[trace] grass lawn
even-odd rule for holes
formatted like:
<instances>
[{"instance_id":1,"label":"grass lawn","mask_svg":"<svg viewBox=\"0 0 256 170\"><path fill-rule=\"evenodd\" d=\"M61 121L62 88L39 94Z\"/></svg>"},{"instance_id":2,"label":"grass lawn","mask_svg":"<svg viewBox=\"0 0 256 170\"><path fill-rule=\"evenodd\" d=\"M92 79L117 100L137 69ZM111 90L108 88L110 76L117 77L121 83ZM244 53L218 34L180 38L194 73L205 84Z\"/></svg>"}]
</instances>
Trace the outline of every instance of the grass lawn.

==

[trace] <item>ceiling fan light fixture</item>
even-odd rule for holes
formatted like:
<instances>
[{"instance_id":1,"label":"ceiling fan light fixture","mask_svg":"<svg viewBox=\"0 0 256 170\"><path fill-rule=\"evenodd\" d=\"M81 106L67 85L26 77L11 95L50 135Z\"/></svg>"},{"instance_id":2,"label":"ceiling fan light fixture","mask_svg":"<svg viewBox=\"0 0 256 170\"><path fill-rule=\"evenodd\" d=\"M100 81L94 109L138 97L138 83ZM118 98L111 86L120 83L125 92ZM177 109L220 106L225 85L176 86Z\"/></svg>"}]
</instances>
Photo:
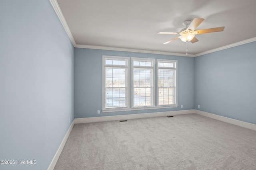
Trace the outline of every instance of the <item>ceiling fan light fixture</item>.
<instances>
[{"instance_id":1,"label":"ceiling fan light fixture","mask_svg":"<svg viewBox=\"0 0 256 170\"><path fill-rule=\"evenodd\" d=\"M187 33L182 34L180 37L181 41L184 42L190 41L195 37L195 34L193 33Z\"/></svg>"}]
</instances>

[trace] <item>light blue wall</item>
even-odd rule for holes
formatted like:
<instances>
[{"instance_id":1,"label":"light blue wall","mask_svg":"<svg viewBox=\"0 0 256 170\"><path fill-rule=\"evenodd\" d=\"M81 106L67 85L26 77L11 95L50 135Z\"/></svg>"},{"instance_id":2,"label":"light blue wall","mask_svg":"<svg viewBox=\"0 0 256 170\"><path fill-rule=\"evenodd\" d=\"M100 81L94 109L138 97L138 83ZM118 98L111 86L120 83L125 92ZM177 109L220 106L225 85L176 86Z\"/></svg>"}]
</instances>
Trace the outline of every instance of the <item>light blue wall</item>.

* * *

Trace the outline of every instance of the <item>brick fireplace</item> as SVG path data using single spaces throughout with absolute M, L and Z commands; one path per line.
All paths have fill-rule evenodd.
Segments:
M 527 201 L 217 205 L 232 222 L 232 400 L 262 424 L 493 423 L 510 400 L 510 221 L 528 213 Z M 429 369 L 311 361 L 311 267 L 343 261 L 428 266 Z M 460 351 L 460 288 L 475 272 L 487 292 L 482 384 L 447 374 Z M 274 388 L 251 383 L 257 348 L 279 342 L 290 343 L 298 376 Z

▶ **Set problem**: Output verbatim every line from the one containing "[trace] grass lawn" up to and including the one containing "Trace the outline of every instance of the grass".

▶ **Exercise response**:
[trace] grass lawn
even-odd rule for holes
formatted like:
<instances>
[{"instance_id":1,"label":"grass lawn","mask_svg":"<svg viewBox=\"0 0 256 170\"><path fill-rule=\"evenodd\" d=\"M61 121L62 88L39 94Z\"/></svg>"},{"instance_id":2,"label":"grass lawn","mask_svg":"<svg viewBox=\"0 0 256 170\"><path fill-rule=\"evenodd\" d=\"M92 79L117 100L137 69ZM111 90L108 88L110 76L117 77L121 83ZM244 53L218 34L180 38L194 73L205 84Z\"/></svg>"}]
</instances>
Trace the outline of every instance of the grass lawn.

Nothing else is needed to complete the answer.